- **TASK MATERIAL**
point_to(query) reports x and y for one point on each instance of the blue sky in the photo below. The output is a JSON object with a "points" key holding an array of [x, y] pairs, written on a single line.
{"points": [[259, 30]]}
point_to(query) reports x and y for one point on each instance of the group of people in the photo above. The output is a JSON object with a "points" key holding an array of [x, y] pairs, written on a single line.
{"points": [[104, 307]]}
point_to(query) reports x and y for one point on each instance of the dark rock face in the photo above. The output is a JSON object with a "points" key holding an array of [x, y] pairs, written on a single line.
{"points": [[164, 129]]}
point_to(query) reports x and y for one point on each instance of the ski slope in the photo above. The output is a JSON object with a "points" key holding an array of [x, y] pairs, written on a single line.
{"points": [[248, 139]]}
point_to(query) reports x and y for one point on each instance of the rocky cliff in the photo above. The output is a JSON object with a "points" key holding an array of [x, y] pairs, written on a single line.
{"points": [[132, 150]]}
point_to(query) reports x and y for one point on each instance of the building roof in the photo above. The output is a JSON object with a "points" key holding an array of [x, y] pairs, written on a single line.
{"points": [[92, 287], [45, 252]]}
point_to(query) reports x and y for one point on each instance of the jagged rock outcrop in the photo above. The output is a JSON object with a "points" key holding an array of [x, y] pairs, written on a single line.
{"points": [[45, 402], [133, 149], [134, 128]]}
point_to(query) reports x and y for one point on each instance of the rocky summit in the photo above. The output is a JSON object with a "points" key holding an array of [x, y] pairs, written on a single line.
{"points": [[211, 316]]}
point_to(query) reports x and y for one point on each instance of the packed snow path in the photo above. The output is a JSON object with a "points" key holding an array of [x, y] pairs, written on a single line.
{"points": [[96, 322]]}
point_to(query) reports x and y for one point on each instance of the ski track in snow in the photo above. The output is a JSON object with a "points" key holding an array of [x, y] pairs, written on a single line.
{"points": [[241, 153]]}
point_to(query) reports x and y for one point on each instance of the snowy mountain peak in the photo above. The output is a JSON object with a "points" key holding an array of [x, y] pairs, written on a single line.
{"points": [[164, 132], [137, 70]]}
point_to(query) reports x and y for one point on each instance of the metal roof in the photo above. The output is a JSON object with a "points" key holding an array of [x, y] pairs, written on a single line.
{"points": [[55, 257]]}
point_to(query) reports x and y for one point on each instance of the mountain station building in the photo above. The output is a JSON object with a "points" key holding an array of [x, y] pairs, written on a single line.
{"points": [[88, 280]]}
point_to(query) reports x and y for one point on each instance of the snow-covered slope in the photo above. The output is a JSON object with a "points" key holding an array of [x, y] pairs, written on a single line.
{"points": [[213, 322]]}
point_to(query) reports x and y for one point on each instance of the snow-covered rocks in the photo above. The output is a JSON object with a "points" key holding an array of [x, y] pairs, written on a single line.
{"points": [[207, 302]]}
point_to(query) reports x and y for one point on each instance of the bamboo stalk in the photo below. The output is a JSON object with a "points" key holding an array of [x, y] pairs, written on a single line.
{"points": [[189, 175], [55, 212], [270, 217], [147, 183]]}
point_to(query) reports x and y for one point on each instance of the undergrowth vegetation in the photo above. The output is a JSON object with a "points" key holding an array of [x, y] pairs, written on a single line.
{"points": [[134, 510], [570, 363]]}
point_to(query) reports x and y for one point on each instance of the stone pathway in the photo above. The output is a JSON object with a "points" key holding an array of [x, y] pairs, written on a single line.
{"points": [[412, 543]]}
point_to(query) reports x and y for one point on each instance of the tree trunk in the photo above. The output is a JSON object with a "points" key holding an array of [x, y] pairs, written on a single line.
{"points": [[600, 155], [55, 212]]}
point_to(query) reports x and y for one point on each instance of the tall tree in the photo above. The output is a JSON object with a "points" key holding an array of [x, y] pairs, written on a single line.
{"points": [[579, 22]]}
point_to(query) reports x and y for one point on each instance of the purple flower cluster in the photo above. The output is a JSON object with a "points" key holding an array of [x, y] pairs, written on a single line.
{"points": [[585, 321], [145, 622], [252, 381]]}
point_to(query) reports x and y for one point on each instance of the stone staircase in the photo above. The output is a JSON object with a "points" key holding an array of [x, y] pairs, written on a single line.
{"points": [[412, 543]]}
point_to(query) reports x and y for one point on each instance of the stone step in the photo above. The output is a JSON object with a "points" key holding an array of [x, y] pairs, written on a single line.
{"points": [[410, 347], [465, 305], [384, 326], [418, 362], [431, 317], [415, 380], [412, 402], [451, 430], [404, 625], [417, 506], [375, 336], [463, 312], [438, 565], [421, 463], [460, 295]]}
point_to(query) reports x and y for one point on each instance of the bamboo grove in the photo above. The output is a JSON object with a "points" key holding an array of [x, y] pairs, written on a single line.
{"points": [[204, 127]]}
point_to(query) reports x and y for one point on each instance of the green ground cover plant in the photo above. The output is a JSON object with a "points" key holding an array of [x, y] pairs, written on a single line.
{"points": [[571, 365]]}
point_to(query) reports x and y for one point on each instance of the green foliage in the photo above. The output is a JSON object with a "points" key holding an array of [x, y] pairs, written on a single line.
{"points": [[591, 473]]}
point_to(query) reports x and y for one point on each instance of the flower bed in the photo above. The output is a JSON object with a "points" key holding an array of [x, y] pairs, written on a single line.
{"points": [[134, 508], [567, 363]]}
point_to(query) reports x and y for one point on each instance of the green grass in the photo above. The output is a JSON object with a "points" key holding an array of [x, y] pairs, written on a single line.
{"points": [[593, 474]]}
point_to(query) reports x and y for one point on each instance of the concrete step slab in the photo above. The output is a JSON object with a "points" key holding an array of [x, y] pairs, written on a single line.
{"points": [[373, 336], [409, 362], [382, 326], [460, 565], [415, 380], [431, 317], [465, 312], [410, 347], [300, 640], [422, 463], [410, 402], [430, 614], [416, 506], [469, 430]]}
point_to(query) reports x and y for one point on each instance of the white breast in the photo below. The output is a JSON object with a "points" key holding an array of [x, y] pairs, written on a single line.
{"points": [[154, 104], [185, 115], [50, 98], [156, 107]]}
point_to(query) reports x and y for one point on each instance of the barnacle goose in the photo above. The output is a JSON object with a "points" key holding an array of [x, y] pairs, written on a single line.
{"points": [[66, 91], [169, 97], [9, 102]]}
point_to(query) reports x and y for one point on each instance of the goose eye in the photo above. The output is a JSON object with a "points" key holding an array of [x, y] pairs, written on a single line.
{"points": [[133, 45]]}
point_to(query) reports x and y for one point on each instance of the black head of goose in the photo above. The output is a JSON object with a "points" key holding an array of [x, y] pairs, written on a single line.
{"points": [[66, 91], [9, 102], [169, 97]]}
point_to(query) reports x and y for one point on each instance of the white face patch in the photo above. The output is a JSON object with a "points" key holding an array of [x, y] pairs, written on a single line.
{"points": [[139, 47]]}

- **WHAT YOU HAVE TO DO**
Extract every entry above as it appears.

- **EXERCISE RESPONSE**
point_to(query) reports x and y for one point on each instance of the blue sky in the photo below. The output is a JSON object with a "points" key holding an array of [x, y] pairs, written on a single line.
{"points": [[259, 30]]}
point_to(query) reports x and y for one point on each instance of the group of people in the photo above. The output is a JSON object with a "points" key holding an array of [x, y] pairs, written on a single line.
{"points": [[104, 307]]}
point_to(query) reports x and y for one point on each instance of the dark rock face in the photo above. The output is a JSON object with a "points" key holding an array of [x, y] pairs, written on a single line.
{"points": [[164, 129]]}
point_to(query) reports x and y for one point on each instance of the ski slope in the photo above. The output is a JSON object with a "points" key holding an array of [x, y] pairs, written on a single line.
{"points": [[248, 139]]}
point_to(query) reports x and y for one point on each instance of the rocky cliff in the photo above. The output is a JSON object with a "points" key holding an array of [x, y] pairs, written on a single line.
{"points": [[132, 150]]}
point_to(query) reports x and y for one point on each instance of the building roof in the photo above. The output is a JSON object with a "points" key holding an array of [x, y] pairs, written on a single line.
{"points": [[92, 287], [45, 252]]}
point_to(query) reports x and y for one point on each instance of the jagged rock outcrop in the photo above. The output is a JSON object with a "points" key holding an array of [x, y] pairs, written on a single line.
{"points": [[45, 402], [133, 149], [134, 128]]}
point_to(query) reports x and y for one point on each instance of the rocky summit in the photo above. The output is a JSON object with a "points" key holding an array of [x, y] pairs, written on a single line.
{"points": [[211, 316]]}
point_to(query) reports x and y for one point on each instance of the packed snow path in the photo above. The output is a JSON object with a "points" key holding an array of [x, y] pairs, written on a single line.
{"points": [[96, 322]]}
point_to(query) reports x and y for one point on each instance of the ski track in snow in the photo above. The output is a JSON object with a "points" key holding an array of [x, y] pairs, written on a single line.
{"points": [[241, 153]]}
point_to(query) reports x and y for one point on each instance of the snowy mountain peak in the photo above. The output is a JSON object with a "points" key holding an array of [x, y] pairs, written on a single line.
{"points": [[164, 132], [137, 70]]}
point_to(query) reports x and y for one point on each instance of the metal roof in the photo above. The output is a JSON object with a "points" key holding an array of [x, y] pairs, written on a single line.
{"points": [[55, 257]]}
point_to(query) reports x and y for one point on each instance of the mountain station building in the photo above. The output is a JSON object with a "points" key holding an array of [x, y] pairs, written on a single line.
{"points": [[88, 280]]}
point_to(query) reports x and y for one point on each instance of the snow-covered slope in the photo above. The output is a JSON object with a "points" key holding an array of [x, y] pairs, written on a single line.
{"points": [[213, 322]]}
point_to(query) reports x and y for one point on each instance of the snow-covered rocks in the photo above. The output is a JSON object with a "points" key holding an array of [x, y] pairs, written on a single line.
{"points": [[207, 302]]}
point_to(query) reports x and y for one point on each instance of the bamboo stalk in the photo below. The output is a JSON object with a "points" key holding an array of [x, y] pairs, written on a single line.
{"points": [[189, 175], [55, 212], [270, 217], [147, 183]]}
point_to(query) reports x and y for one point on each instance of the undergrowth vegetation in the photo above. The output is a JSON object with a "points" key holding an array of [x, y] pairs, written on a single line.
{"points": [[134, 510], [570, 363]]}
point_to(query) reports x and y for one point on each instance of the stone pathway in the photo above. The output is a JSON object with a "points" key holding an array of [x, y] pairs, written on a single line.
{"points": [[412, 543]]}
point_to(query) reports x and y for one point on each instance of the tree trunk in the photo above. The output is a JSON object with a "points" key holding an array of [x, y] pairs, written on a single line.
{"points": [[600, 155], [55, 212]]}
point_to(query) reports x and y for one point on each instance of the tall tree in the photo above. The output is a JSON object with a "points" key holding an array of [x, y] pairs, written on a single line.
{"points": [[579, 22]]}
point_to(query) reports x and y for one point on each instance of the purple flower cluster in the photo above. The output is a JSON object with a "points" key holding an array of [x, y] pairs, written on a single line.
{"points": [[585, 321], [145, 622], [252, 381]]}
point_to(query) reports x and y for one point on each instance of the stone staircase in the photo above. The output is a JSON object with a "points" key holding an array of [x, y] pairs, written on a single line.
{"points": [[412, 543]]}
point_to(query) reports x and y for one point on each instance of the stone step in the photo above. The output is a JSON object with a "points" key holding an array of [x, y] pairs, written on a single line.
{"points": [[410, 347], [465, 305], [384, 326], [418, 362], [431, 317], [415, 380], [412, 402], [451, 430], [404, 625], [417, 506], [375, 336], [463, 312], [438, 565], [421, 463], [460, 295]]}
point_to(query) reports x and y for one point on each instance of the bamboo grove in the photo above. The output is a JSON object with a "points" key holding an array of [x, y] pairs, written on a single line.
{"points": [[204, 127]]}
point_to(query) reports x and y for one point on each instance of the green ground cover plant in the photo above. The output is a JSON object with a "points" key holding an array of [x, y] pairs, written on a single line.
{"points": [[571, 365]]}
point_to(query) reports x and y for one point on each instance of the green foliage in the photo above. The output is a JSON object with a "points" key holding an array of [x, y] pairs, written on a single line.
{"points": [[591, 473]]}
point_to(query) reports x and y for one point on each instance of the flower bed in the photo above. The output is a JSON object with a "points" key holding an array of [x, y] pairs, written on a single line.
{"points": [[134, 508], [567, 363]]}
point_to(query) reports x and y for one point on each instance of the green grass in the photo above. The output is a JSON object with a "points" key holding an array of [x, y] pairs, written on a single line.
{"points": [[593, 474]]}
point_to(query) reports x and y for one point on each instance of the concrete step slab in the photo above. The output is a JSON object with a "points" key holding an array of [x, y] pairs, written on a single line.
{"points": [[373, 336], [409, 362], [382, 326], [460, 565], [415, 380], [431, 317], [465, 312], [410, 347], [300, 640], [422, 463], [410, 402], [430, 614], [416, 506], [469, 430]]}
point_to(query) reports x and y for one point on each instance of the white breast in the photo below. The output is a JSON object with a "points" key holding an array of [x, y] pairs, written on a single line.
{"points": [[154, 104], [185, 115], [50, 98], [156, 107]]}
point_to(query) reports x and y for one point on each instance of the barnacle goose in the photo above. The output is a JSON object with a "points" key holding an array of [x, y] pairs, written on a single line.
{"points": [[66, 91], [169, 97], [9, 102]]}
point_to(query) reports x and y for one point on each instance of the goose eye in the photo above. The output is a JSON object with a "points" key holding an array of [x, y] pairs, written on a single line.
{"points": [[133, 45]]}
point_to(query) reports x and y for one point on each instance of the black head of goose in the photo above. The output is a JSON object with a "points" key holding an array of [x, y] pairs, written on a single line.
{"points": [[66, 91], [9, 102], [169, 97]]}
point_to(query) reports x and y for one point on each instance of the white face patch in the photo above. The output is a JSON object with a "points" key holding an array of [x, y] pairs, written on a single line.
{"points": [[139, 47]]}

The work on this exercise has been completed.